» Set problem
Please recast the lines below as a two-column CSV with the headers query_text and answer, one row for each line and its answer. Put every value in one quoted field, with any line breaks turned into spaces.

>> begin

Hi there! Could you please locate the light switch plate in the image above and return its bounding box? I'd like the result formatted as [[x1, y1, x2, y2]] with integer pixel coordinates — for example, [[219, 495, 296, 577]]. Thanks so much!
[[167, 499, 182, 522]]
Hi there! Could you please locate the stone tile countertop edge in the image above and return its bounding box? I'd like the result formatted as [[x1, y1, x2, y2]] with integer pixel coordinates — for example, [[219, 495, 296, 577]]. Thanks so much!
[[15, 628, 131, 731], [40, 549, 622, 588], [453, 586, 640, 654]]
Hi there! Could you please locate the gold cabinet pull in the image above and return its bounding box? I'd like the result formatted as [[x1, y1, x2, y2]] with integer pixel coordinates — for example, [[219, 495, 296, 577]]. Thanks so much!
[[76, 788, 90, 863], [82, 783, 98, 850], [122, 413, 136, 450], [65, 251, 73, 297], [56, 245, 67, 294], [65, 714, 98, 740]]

>> end

» Output for this exercise
query_text,answer
"Hi there! Could you please locate the light switch plate in the image above and return its bounding box? I'd like the result formatted as [[x1, y1, x2, y2]] with integer pixel coordinates — for example, [[219, 495, 296, 577]]. Thanks so much!","[[167, 499, 182, 522]]"
"Hi there! Could you please locate the stone tile countertop edge in the image above and return its bounding box? I'd like the result formatted as [[x1, y1, x2, y2]] with integer pixel coordinates — for example, [[219, 495, 296, 577]]. Thanks so much!","[[15, 628, 131, 731], [40, 549, 622, 588], [453, 586, 640, 654]]"
"Hi there! Could you please locate the gold cabinet pull in the image above and return its bounding box? I'd like the result formatted as [[x1, y1, x2, y2]] with integer pixel coordinates — for example, [[219, 495, 296, 577]]. Thanks so much!","[[76, 788, 90, 863], [82, 783, 98, 850], [122, 413, 136, 450], [65, 251, 73, 297], [56, 245, 67, 294], [65, 714, 98, 740]]"